[[ SOURCE DOCUMENT, beginning ]]

Transcriptional Control of Cell Fate Determination in Antigen-Experienced CD8 T Cells

Abstract

Robust immunity to intracellular infections is mediated by antigen-specific naive CD8 T cells that become activated and differentiate into phenotypically and functionally diverse subsets of effector cells, some of which terminally differentiate and others that give rise to memory cells that provide long-lived protection. This developmental system is an outstanding model with which to elucidate how regulation of chromatin structure and transcriptional control establish gene expression programs that govern cell fate determination, insights from which are likely to be useful for informing the design of immunotherapeutic approaches to engineer durable immunity to infections and tumors. A unifying framework that describes how naive CD8 T cells develop into memory cells is still outstanding. We propose a model that incorporates a common early linear path followed by divergent paths that slowly lose capacity to interconvert and discuss classical and contemporary observations that support these notions, focusing on insights from transcriptional control and chromatin regulation.

Figure 1.

Classical models of memory CD8 T-cell formation during acute infection. (A) Linear differentiation decreasing potential model. The responding population differentiates into effector cells, but some cells accumulate more differentiation signals than others, which drives terminal differentiation. (B) Separate fate with progressive differentiation model. Activated cells initially diverge into distinct effector and memory developmental paths based on early signal strength. Cells in the memory pathway that continue to receive stimulation progressively differentiate and ultimately join the effector pathway. (C) Linear differentiation, stochastic model. Individual naive cells unpredictably commit to a proliferative fate that is coupled to the degree of differentiation. Naive cells first develop into slow cycling central memory precursors (Tcmp), then faster dividing effector memory precursors (Temp), and ultimately highly proliferative terminally differentiated progenies.

Figure 2.

Common linear differentiation, lineage divergence, and progressive restriction. (A) Upon activation, naive cells establish a common linear differentiation program that installs multiple capacities in postactivation cells, such as responsiveness to multiple chemokines, cytokines, and additional costimulatory and coinhibitory receptors, engages migratory capabilities, metabolic capacities, effector functions, and, importantly, comingles expression of regulatory factors that are normally associated with one or another dedicated cell fate. This initial process would facilitate cells to ultimately adopt one of many potential differentiated outcomes later, while being committed to none of them initially, rather serving as progenitors of both terminally differentiated and memory cell progenies. (B) Stochastic transcriptional events result in metastable gene and protein expression states that causes transient lineage bias in some cells among an otherwise homogeneous population (Chang et al. 2008). (C) Cell fate–determining factors reinforce these spontaneous fluctuations, encouraging differentiation along one pathway by enhancing gene expression of the chosen direction, while silencing gene expression that opposes the alternative path at the chromatin level. Cells may interconvert (arrows) until late in their paths.

[[ SOURCE DOCUMENT, end ]]
[[ EXTRACTED DATA, beginning ]]

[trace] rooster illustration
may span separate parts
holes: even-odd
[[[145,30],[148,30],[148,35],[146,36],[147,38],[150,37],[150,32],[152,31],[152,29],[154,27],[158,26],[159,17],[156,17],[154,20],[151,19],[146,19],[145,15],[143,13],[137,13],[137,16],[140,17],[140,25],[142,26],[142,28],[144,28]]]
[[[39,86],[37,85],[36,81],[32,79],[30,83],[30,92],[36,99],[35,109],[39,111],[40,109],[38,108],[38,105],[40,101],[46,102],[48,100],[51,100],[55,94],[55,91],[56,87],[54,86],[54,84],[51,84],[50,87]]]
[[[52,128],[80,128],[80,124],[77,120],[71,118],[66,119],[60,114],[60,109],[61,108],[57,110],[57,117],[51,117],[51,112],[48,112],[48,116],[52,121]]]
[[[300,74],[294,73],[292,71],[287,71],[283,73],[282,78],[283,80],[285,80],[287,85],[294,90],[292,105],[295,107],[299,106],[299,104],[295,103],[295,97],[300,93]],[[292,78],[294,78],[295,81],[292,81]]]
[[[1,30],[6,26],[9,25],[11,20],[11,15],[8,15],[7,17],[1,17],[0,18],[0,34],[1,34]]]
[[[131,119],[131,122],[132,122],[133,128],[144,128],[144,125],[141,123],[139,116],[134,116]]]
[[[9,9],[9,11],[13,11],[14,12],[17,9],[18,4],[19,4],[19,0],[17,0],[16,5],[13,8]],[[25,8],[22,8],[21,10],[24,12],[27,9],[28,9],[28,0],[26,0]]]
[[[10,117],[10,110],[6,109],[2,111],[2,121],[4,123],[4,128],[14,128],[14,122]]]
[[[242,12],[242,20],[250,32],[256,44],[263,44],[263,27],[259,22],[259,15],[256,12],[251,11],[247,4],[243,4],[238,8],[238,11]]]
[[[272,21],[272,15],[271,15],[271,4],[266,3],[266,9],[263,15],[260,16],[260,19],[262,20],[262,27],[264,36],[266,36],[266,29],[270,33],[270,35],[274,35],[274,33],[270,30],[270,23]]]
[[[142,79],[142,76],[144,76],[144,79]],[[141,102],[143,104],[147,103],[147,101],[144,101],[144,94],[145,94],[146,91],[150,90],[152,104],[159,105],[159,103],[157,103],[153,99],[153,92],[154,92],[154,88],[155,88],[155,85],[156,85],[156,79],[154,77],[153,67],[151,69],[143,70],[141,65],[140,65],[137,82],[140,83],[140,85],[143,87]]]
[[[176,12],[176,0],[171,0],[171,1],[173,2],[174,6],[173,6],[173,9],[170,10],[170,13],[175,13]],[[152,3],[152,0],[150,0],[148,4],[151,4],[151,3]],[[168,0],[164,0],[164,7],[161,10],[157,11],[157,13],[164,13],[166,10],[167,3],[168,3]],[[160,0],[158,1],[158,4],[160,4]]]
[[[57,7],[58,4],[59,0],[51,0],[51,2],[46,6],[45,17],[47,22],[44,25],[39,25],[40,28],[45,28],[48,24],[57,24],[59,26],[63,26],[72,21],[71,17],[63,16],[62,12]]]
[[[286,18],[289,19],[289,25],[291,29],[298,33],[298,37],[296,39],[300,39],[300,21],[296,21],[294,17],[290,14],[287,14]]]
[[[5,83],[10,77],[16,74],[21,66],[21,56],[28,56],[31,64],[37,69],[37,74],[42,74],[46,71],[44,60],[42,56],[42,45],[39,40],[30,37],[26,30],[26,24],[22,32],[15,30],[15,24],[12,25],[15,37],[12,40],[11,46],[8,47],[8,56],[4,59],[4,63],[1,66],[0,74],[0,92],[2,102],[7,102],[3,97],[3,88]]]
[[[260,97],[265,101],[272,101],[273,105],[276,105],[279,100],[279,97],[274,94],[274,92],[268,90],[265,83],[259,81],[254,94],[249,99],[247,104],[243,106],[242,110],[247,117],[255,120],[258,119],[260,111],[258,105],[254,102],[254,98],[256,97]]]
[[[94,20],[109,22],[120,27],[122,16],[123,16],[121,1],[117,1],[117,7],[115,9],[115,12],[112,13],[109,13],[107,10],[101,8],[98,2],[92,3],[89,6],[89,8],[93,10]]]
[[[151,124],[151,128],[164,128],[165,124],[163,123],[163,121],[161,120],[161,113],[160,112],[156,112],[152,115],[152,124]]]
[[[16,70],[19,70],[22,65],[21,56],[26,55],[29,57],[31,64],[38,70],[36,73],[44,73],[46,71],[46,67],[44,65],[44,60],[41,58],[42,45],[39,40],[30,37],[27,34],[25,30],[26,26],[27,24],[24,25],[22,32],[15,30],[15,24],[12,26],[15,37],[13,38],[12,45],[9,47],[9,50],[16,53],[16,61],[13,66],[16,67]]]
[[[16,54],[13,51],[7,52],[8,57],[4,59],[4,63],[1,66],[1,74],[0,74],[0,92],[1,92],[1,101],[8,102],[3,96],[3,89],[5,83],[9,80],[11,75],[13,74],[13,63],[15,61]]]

[[ EXTRACTED DATA, end ]]

- _TASK TO COMPLETE_:
In the text on CD8 T-cell fate determination, what do naive cells first develop into under the linear differentiation, stochastic model?

- _RESULT OF THIS EXERCISE_:
Slow cycling central memory precursors (Tcmp).